+++ Task data +++

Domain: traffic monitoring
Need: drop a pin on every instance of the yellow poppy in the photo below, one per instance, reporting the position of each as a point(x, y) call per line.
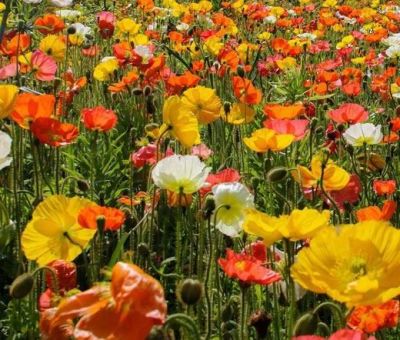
point(335, 178)
point(181, 124)
point(54, 232)
point(8, 95)
point(53, 46)
point(203, 103)
point(356, 264)
point(265, 139)
point(299, 225)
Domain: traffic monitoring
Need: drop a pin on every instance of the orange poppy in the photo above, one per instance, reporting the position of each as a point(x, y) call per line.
point(114, 218)
point(49, 24)
point(375, 213)
point(245, 91)
point(28, 107)
point(278, 111)
point(125, 309)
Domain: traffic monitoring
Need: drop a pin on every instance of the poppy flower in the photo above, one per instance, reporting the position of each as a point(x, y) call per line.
point(54, 233)
point(245, 91)
point(349, 113)
point(49, 24)
point(382, 187)
point(52, 132)
point(247, 269)
point(29, 107)
point(114, 218)
point(99, 119)
point(295, 127)
point(376, 213)
point(265, 139)
point(106, 311)
point(278, 111)
point(370, 319)
point(8, 96)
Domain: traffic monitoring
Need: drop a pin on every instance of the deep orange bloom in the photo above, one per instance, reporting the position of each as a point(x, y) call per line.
point(375, 213)
point(245, 91)
point(247, 269)
point(49, 24)
point(28, 107)
point(382, 187)
point(278, 111)
point(370, 319)
point(99, 119)
point(114, 218)
point(52, 132)
point(126, 309)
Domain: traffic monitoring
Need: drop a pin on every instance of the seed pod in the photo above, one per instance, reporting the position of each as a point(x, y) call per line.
point(190, 291)
point(22, 286)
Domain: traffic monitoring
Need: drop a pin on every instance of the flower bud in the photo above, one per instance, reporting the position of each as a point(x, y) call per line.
point(277, 174)
point(22, 286)
point(190, 291)
point(306, 324)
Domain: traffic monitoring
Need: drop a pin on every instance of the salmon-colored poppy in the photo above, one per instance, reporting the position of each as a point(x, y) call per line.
point(29, 107)
point(108, 311)
point(99, 118)
point(114, 218)
point(52, 132)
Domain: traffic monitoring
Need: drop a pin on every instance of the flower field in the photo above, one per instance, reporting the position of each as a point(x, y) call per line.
point(199, 170)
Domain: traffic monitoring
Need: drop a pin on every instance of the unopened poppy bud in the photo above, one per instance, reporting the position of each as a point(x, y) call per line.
point(209, 207)
point(83, 185)
point(147, 90)
point(277, 174)
point(227, 107)
point(306, 324)
point(71, 30)
point(240, 71)
point(260, 321)
point(143, 250)
point(137, 91)
point(22, 286)
point(190, 291)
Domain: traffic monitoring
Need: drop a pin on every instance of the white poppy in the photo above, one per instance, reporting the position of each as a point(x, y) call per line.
point(5, 149)
point(180, 174)
point(363, 133)
point(231, 199)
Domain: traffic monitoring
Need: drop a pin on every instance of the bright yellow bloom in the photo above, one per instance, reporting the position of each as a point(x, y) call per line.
point(181, 124)
point(240, 113)
point(8, 95)
point(357, 264)
point(335, 178)
point(53, 46)
point(265, 139)
point(104, 70)
point(54, 232)
point(299, 225)
point(203, 102)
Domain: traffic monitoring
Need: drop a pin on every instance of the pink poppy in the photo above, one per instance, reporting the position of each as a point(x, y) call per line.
point(45, 67)
point(296, 127)
point(349, 113)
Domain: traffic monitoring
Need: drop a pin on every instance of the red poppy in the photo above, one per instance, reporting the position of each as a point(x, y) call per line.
point(65, 272)
point(52, 132)
point(247, 269)
point(99, 119)
point(370, 319)
point(49, 24)
point(107, 311)
point(349, 113)
point(382, 187)
point(29, 107)
point(245, 91)
point(114, 218)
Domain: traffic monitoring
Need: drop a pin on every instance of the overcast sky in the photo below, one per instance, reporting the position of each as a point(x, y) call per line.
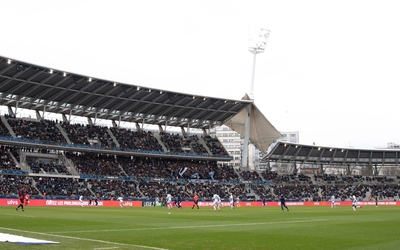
point(331, 69)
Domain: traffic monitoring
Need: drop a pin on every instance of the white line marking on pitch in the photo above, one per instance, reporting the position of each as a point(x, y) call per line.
point(85, 239)
point(21, 215)
point(105, 248)
point(188, 227)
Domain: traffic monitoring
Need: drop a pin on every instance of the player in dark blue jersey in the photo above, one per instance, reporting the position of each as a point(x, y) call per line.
point(282, 200)
point(178, 202)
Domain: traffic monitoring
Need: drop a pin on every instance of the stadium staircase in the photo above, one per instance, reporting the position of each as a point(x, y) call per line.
point(158, 138)
point(19, 165)
point(5, 122)
point(114, 139)
point(58, 125)
point(203, 142)
point(69, 165)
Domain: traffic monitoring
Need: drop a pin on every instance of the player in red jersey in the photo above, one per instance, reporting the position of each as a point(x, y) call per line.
point(21, 199)
point(27, 197)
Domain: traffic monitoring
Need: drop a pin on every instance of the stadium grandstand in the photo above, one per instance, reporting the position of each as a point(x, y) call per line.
point(59, 158)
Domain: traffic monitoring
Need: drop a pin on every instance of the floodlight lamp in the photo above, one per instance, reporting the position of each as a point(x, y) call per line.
point(258, 40)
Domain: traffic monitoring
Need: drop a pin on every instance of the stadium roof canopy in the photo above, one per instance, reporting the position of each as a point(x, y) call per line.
point(311, 154)
point(28, 86)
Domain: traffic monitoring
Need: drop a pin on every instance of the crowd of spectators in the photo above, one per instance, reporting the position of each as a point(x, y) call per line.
point(173, 142)
point(129, 139)
point(43, 130)
point(80, 135)
point(215, 146)
point(10, 185)
point(66, 187)
point(96, 165)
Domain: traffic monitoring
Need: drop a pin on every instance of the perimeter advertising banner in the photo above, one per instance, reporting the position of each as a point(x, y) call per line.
point(66, 203)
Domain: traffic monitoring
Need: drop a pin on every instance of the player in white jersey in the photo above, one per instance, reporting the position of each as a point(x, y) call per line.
point(169, 201)
point(237, 201)
point(333, 201)
point(121, 200)
point(231, 201)
point(216, 202)
point(81, 200)
point(355, 203)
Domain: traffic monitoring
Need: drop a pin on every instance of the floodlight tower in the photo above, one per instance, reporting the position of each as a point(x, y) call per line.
point(257, 42)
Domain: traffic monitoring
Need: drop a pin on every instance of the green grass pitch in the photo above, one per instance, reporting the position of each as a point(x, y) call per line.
point(241, 228)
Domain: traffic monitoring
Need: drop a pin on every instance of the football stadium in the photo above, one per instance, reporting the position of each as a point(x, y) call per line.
point(75, 185)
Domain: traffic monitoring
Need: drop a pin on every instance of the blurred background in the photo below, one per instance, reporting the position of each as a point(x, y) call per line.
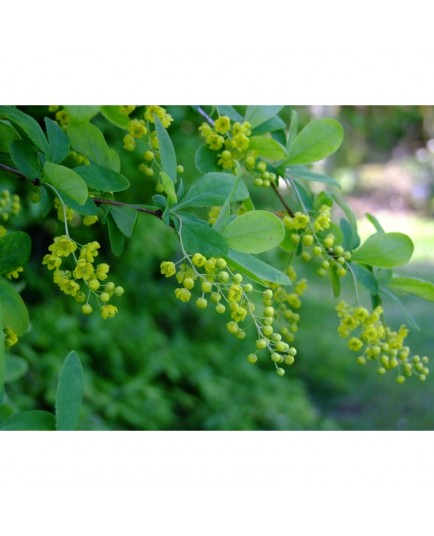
point(164, 365)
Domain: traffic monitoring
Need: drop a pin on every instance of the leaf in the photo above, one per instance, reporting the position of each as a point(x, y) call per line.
point(102, 179)
point(212, 190)
point(273, 124)
point(25, 158)
point(69, 393)
point(117, 239)
point(30, 420)
point(7, 134)
point(87, 139)
point(254, 232)
point(167, 152)
point(58, 142)
point(365, 277)
point(267, 148)
point(114, 115)
point(198, 237)
point(318, 139)
point(372, 219)
point(385, 250)
point(302, 172)
point(27, 124)
point(66, 181)
point(15, 250)
point(230, 112)
point(413, 285)
point(408, 317)
point(81, 114)
point(205, 160)
point(14, 311)
point(257, 270)
point(15, 368)
point(125, 218)
point(256, 115)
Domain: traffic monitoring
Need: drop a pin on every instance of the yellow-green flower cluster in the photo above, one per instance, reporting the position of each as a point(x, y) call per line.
point(9, 205)
point(372, 339)
point(85, 278)
point(314, 239)
point(288, 304)
point(10, 337)
point(226, 291)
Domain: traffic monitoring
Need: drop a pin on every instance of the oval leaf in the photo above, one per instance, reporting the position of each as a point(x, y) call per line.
point(254, 232)
point(89, 140)
point(14, 311)
point(66, 181)
point(268, 148)
point(33, 420)
point(385, 250)
point(102, 179)
point(413, 285)
point(25, 158)
point(256, 115)
point(14, 251)
point(69, 393)
point(315, 141)
point(213, 189)
point(27, 124)
point(58, 142)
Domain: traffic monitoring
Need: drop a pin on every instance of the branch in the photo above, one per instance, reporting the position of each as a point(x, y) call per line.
point(99, 201)
point(36, 182)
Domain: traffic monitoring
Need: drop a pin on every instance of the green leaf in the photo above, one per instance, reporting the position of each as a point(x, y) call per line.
point(66, 181)
point(15, 368)
point(15, 250)
point(7, 134)
point(58, 142)
point(230, 112)
point(254, 232)
point(69, 393)
point(377, 225)
point(267, 148)
point(365, 277)
point(102, 179)
point(14, 311)
point(25, 158)
point(257, 270)
point(167, 151)
point(212, 190)
point(114, 115)
point(273, 124)
point(117, 239)
point(198, 237)
point(87, 139)
point(256, 115)
point(81, 114)
point(168, 188)
point(315, 141)
point(293, 128)
point(413, 285)
point(33, 420)
point(385, 250)
point(125, 218)
point(27, 124)
point(205, 160)
point(302, 172)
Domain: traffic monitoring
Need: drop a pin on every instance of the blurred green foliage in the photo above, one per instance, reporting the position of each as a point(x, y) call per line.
point(162, 365)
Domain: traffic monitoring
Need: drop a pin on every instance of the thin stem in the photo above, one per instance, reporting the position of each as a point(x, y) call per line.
point(100, 201)
point(205, 115)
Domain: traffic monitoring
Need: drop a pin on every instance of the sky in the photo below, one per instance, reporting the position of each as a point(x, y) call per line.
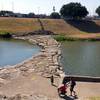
point(44, 6)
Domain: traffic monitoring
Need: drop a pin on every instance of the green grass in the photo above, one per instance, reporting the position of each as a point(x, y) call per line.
point(94, 98)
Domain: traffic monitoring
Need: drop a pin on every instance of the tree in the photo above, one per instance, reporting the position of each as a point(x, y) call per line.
point(55, 15)
point(73, 11)
point(98, 10)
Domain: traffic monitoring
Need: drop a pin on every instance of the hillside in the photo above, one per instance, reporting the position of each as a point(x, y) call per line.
point(59, 26)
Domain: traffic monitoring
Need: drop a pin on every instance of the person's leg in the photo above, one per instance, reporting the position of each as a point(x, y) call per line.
point(71, 91)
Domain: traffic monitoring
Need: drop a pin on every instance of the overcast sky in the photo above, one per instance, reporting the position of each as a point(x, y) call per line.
point(44, 6)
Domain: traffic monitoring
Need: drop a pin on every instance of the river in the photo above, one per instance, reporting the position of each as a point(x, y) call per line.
point(81, 58)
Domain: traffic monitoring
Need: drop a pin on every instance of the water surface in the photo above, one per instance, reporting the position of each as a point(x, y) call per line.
point(16, 51)
point(81, 58)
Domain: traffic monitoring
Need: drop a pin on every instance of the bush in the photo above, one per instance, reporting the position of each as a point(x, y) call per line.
point(5, 35)
point(60, 38)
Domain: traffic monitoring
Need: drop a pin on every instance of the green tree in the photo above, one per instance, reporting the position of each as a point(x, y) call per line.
point(55, 15)
point(98, 10)
point(74, 11)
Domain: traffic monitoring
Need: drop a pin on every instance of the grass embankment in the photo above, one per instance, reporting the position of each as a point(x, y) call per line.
point(94, 98)
point(71, 29)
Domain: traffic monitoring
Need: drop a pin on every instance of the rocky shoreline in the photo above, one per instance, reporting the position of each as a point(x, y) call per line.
point(45, 63)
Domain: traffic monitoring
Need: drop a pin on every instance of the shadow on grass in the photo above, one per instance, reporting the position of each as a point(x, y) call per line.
point(85, 25)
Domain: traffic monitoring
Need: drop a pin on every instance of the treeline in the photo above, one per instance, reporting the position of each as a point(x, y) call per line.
point(71, 10)
point(5, 13)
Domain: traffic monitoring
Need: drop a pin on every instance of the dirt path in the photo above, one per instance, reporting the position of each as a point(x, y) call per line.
point(34, 84)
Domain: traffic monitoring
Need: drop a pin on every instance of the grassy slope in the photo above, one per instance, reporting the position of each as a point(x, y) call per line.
point(56, 25)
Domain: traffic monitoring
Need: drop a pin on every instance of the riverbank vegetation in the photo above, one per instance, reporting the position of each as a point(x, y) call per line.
point(72, 30)
point(94, 98)
point(5, 35)
point(61, 38)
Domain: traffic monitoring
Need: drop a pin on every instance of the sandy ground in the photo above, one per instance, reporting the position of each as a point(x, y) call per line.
point(35, 84)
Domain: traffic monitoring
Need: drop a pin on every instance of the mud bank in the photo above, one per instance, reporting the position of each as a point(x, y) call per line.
point(44, 64)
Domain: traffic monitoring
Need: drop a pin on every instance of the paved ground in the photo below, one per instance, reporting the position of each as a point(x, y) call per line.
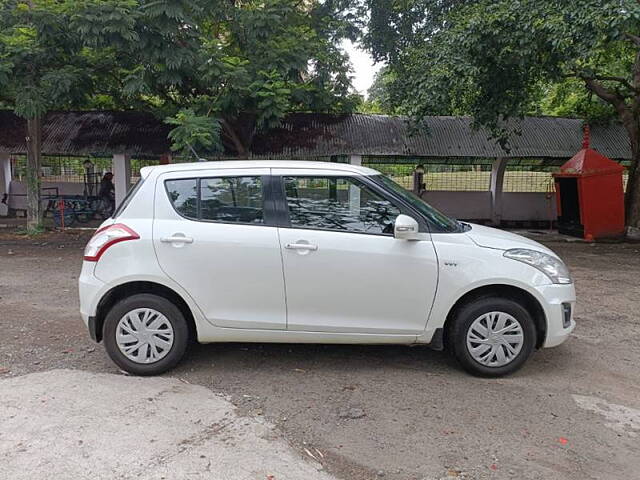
point(50, 429)
point(393, 412)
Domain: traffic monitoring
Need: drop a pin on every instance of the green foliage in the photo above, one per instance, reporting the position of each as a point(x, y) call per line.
point(500, 59)
point(193, 133)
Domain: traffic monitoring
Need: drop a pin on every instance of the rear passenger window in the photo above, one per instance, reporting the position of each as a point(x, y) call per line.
point(218, 199)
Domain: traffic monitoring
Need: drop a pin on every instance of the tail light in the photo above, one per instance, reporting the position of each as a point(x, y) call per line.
point(105, 237)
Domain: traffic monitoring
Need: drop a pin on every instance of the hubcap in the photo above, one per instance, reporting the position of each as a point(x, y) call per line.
point(495, 339)
point(144, 335)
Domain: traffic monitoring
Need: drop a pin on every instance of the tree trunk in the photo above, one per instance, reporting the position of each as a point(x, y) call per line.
point(34, 202)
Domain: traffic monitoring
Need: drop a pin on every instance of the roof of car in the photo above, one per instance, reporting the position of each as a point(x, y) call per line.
point(248, 164)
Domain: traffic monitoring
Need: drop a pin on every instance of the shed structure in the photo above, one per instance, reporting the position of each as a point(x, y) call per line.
point(467, 174)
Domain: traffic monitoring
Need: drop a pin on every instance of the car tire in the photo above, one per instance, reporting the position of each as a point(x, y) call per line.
point(492, 336)
point(133, 321)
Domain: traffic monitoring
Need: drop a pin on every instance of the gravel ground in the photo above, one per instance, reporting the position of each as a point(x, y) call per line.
point(394, 412)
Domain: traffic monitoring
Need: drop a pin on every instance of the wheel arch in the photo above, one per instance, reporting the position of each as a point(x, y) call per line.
point(526, 299)
point(128, 289)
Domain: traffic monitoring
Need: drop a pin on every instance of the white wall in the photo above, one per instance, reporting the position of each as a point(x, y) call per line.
point(529, 206)
point(525, 206)
point(466, 205)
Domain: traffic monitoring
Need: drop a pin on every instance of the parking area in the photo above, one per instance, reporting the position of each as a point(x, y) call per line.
point(367, 412)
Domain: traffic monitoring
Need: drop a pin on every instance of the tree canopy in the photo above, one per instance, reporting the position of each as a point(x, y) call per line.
point(218, 71)
point(498, 59)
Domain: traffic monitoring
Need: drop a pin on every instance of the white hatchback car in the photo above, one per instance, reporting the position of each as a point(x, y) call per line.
point(306, 252)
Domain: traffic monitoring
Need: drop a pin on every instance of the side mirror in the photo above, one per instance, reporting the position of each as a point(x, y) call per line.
point(406, 228)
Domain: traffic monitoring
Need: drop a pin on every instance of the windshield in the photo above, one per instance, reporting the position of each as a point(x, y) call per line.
point(438, 219)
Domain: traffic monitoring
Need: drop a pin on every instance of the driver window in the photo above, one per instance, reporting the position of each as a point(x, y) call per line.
point(338, 203)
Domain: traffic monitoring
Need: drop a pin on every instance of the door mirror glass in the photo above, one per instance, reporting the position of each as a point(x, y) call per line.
point(406, 228)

+++

Given task >> Return each line of the items above that contains the word "orange", copied in full. Match case exactly.

Output of the exercise >>
Need: drop a pin on every instance of the orange poppy in the photo above, one per instance, reporting the position of each as a point(x, y) call per line.
Need: drop a pin on every instance of the deep orange bloom in the photo above, one per instance, reporting the position of each as a point(x, y) call per line.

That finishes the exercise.